* [DATA EXTRACTS]:
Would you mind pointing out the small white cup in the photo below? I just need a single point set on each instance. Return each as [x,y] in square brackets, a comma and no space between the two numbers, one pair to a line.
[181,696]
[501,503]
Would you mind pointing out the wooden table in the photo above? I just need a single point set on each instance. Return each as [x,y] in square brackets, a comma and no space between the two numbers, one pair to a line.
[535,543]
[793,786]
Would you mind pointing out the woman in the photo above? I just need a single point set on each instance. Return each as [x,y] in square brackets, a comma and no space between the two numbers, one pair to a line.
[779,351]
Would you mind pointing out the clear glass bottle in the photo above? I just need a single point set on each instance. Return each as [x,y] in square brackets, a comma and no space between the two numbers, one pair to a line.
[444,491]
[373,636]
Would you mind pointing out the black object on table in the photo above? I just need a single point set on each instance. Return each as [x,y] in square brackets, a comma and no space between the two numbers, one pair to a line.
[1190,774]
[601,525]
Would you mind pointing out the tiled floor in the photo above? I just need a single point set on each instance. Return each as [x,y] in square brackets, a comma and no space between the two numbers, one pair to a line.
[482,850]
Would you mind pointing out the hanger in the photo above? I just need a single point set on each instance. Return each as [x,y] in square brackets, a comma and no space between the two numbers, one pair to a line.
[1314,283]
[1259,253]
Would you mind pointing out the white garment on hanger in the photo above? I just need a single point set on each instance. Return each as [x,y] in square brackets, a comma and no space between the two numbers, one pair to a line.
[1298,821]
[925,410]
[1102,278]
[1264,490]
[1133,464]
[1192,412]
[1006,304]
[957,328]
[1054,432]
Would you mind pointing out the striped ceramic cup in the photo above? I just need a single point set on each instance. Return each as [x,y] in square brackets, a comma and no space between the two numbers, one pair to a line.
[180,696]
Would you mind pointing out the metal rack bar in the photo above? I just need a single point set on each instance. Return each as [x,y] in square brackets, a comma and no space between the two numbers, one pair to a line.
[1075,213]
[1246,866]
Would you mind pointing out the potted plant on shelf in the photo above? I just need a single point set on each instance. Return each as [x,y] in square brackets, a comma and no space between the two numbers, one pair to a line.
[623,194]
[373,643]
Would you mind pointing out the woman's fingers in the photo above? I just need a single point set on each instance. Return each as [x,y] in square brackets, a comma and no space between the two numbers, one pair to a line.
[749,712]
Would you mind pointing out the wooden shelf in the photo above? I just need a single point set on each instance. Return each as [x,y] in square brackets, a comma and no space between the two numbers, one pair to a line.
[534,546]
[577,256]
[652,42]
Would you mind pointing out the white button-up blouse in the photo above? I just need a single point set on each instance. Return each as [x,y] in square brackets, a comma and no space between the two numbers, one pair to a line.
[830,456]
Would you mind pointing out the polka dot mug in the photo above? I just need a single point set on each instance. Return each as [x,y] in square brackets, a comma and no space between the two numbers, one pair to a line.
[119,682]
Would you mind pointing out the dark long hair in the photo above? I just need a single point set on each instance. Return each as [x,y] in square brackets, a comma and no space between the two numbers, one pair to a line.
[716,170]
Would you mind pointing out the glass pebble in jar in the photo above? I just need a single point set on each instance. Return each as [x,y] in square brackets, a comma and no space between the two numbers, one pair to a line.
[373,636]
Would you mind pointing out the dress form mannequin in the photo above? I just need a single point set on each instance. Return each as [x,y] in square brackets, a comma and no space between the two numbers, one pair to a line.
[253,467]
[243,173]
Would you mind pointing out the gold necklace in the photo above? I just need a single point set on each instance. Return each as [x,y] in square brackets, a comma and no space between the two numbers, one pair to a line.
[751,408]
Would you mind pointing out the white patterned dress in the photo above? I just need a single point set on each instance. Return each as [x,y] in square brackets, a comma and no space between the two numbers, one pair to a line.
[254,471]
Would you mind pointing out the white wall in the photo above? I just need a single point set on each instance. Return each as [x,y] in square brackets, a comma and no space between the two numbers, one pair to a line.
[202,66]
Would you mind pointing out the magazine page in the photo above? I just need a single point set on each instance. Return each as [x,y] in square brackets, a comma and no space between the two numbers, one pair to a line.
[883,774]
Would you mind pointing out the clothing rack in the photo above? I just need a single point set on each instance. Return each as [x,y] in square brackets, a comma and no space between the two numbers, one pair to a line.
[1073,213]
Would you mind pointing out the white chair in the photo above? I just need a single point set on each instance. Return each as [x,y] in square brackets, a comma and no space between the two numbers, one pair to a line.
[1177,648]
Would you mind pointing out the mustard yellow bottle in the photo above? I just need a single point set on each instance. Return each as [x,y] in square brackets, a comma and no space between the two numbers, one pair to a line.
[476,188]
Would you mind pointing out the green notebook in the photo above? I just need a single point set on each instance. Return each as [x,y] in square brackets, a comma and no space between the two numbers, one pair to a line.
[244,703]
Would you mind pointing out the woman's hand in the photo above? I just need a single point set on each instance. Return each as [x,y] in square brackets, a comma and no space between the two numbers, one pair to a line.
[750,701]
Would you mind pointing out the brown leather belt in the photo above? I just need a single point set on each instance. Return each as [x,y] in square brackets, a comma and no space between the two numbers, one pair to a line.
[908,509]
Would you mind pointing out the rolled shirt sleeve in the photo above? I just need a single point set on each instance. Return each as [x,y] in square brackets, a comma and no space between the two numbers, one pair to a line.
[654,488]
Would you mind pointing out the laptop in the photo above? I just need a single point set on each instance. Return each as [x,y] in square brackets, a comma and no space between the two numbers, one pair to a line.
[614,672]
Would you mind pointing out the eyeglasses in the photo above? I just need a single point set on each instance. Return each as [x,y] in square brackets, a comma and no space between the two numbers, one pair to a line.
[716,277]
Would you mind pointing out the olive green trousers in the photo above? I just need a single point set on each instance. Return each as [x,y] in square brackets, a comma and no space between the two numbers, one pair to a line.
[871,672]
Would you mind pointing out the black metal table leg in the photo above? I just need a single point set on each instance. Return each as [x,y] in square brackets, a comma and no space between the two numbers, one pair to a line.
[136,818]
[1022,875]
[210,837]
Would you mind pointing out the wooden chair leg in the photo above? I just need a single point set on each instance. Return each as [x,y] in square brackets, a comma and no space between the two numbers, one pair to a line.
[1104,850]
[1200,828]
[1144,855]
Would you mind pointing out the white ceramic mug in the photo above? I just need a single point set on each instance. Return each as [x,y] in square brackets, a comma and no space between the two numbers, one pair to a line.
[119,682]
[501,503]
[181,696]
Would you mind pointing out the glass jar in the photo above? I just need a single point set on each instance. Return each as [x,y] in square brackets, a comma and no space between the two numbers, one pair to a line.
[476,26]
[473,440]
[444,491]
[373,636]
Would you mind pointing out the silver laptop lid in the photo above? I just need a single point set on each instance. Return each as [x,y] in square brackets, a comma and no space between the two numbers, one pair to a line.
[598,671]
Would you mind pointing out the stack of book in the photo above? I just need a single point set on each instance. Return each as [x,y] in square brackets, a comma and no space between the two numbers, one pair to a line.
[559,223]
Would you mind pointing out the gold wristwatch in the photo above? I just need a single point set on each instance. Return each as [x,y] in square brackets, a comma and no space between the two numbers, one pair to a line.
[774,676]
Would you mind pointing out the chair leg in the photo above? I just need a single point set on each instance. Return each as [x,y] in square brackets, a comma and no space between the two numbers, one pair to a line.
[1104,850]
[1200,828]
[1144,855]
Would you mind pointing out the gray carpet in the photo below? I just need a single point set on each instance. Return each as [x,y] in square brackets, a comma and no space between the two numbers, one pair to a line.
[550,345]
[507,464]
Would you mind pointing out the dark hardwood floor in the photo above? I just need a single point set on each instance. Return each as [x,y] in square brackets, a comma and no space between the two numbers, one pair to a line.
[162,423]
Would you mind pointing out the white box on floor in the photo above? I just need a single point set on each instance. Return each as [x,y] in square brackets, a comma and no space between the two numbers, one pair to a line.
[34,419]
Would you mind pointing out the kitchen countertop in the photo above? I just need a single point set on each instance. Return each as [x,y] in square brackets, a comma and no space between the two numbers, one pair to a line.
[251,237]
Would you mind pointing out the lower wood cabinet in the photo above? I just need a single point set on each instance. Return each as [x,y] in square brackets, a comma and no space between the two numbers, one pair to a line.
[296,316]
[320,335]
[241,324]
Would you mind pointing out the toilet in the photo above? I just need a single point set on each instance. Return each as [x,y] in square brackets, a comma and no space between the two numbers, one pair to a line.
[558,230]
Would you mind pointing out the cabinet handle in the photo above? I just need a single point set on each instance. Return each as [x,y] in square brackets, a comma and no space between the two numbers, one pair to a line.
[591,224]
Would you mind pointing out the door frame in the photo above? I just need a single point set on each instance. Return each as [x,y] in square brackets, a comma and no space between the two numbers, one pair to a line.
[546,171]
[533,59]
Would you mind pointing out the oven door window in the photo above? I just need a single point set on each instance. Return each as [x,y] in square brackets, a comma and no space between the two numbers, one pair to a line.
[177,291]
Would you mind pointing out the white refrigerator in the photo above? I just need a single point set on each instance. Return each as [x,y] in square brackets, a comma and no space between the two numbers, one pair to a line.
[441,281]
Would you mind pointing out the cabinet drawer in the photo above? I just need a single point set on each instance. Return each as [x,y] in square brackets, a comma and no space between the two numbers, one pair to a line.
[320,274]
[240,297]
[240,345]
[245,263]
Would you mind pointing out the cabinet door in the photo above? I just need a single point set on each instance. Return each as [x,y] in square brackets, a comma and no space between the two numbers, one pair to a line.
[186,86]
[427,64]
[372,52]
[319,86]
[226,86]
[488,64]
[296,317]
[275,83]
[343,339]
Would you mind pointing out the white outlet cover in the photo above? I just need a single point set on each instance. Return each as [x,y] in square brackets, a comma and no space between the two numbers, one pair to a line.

* [TO DO]:
Output only the lines running from the line with "Would you mind pointing out the cabinet drawer" through the final line of the data, inclusive.

* [EXERCISE SOLUTION]:
Would you mind pointing out the cabinet drawer in the photo above? I just need a single point set on each instance. Return each as [x,y] in square brackets, a comma and no space between the two numbers, one pair to a line.
[320,274]
[240,297]
[240,345]
[245,263]
Would you mind pointing out the cabinet door in the photo above? I just need a single point set on each instance. Return each as [x,y] in square brackets, a comma and no space between the two numbers, one pair to a line.
[186,86]
[427,64]
[372,52]
[319,86]
[226,86]
[488,64]
[296,317]
[275,83]
[343,339]
Would you mind pointing out the white outlet cover in the photo above? I just need a single point set on each instance. Return each as [x,y] in square brackets, a comma and no space between the two numbers, one pair to a line.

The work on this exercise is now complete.